## SHORT PROBLEM:
Collect every line in the data below that contains the word "blue".

## TASK INPUTS:
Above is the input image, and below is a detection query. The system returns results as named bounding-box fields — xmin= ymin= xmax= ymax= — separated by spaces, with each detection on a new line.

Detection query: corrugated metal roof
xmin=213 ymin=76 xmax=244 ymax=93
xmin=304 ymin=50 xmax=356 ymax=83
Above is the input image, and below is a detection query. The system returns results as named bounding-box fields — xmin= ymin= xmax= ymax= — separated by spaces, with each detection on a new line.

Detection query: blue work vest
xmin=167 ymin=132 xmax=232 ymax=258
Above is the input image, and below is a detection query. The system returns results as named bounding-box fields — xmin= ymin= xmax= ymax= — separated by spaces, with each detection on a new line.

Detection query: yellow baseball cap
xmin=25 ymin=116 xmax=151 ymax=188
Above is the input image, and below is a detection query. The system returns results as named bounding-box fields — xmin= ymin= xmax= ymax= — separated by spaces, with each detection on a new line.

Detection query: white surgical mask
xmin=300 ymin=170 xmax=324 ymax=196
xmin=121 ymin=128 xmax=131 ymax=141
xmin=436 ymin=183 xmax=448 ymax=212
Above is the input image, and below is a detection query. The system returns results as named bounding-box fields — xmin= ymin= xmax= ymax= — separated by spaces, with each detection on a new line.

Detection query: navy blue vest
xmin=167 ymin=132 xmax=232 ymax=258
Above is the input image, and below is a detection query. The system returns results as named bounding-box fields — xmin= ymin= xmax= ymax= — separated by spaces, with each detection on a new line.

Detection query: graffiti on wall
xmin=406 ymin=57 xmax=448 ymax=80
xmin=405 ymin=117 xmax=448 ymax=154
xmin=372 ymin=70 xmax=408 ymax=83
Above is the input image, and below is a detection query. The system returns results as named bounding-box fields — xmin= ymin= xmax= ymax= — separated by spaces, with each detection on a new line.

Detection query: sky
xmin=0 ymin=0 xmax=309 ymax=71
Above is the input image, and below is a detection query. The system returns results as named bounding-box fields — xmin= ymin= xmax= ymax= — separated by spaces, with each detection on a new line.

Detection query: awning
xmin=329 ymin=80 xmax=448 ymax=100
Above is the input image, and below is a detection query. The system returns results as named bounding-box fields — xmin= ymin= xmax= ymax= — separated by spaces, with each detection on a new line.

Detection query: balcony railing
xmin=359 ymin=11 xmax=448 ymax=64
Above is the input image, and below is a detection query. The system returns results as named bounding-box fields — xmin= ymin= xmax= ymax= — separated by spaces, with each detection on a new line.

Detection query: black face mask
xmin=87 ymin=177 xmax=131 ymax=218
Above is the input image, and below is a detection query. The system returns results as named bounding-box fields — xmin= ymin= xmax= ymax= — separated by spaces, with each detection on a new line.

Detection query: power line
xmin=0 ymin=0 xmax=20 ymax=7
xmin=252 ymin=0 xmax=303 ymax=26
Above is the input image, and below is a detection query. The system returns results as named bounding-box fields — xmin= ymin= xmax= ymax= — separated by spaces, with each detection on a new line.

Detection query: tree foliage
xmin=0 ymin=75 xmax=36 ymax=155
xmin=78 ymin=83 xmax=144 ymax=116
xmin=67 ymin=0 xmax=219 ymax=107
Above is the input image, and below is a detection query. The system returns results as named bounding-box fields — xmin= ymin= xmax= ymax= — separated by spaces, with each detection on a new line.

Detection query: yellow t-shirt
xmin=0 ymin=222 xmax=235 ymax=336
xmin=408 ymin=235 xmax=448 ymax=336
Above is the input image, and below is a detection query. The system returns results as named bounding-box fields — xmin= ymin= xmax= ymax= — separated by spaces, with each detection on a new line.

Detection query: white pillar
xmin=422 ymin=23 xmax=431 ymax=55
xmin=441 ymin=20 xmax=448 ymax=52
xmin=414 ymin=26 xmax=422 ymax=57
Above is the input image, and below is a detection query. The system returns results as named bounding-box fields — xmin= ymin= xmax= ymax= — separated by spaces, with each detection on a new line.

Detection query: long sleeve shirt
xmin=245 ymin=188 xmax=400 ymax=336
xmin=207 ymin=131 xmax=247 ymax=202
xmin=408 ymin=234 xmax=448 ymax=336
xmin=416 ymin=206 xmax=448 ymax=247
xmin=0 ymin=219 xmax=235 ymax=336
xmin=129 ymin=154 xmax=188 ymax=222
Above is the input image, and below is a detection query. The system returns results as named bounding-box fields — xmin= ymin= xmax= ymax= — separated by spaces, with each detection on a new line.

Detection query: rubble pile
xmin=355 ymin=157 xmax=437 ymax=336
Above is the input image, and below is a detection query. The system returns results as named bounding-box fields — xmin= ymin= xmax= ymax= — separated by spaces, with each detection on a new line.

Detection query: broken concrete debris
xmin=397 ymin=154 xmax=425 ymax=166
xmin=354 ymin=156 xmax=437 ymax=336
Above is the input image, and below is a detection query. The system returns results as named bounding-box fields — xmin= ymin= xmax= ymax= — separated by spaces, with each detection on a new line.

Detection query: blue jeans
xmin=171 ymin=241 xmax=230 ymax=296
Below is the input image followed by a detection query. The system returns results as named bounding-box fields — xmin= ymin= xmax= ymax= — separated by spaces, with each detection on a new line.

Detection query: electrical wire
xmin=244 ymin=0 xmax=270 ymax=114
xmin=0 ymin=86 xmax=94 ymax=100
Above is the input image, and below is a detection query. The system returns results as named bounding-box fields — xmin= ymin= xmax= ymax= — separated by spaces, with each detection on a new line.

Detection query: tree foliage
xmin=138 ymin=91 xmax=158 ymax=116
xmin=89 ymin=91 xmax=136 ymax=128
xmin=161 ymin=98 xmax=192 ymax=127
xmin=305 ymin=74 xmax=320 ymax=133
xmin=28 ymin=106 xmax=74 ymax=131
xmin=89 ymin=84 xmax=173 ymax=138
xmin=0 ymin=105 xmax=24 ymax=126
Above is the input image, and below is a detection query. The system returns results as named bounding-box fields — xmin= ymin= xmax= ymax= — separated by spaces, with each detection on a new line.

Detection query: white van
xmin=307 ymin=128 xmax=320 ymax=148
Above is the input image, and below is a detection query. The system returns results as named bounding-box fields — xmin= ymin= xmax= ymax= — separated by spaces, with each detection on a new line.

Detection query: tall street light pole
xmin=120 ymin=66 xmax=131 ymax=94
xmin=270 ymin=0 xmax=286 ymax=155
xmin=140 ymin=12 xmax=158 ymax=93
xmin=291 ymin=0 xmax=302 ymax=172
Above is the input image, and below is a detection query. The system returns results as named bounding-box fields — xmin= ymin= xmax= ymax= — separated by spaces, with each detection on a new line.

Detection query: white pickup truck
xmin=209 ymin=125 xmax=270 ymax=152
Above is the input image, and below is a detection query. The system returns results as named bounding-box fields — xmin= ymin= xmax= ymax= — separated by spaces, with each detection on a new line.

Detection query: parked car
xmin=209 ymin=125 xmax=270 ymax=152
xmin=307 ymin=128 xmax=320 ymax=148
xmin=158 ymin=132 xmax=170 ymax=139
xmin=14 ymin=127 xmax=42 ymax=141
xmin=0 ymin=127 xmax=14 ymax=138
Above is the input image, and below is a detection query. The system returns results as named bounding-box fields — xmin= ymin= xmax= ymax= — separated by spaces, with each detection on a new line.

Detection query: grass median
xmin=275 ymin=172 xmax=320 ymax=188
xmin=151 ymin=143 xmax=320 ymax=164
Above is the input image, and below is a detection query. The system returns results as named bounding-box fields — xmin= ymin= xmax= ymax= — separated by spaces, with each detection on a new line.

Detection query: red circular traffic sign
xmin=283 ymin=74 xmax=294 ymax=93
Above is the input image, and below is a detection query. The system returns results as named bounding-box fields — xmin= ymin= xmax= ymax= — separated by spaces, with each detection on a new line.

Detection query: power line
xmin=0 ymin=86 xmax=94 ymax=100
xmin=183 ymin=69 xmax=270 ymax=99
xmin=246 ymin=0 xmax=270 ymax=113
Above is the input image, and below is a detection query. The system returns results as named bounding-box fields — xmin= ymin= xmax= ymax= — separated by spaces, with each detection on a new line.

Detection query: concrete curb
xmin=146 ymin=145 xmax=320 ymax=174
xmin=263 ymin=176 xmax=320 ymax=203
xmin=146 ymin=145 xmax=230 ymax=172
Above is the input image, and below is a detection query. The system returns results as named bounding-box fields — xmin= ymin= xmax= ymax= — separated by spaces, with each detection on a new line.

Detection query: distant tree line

## FINAL RESULT:
Detection query: blue work vest
Detection query: navy blue vest
Detection query: blue jeans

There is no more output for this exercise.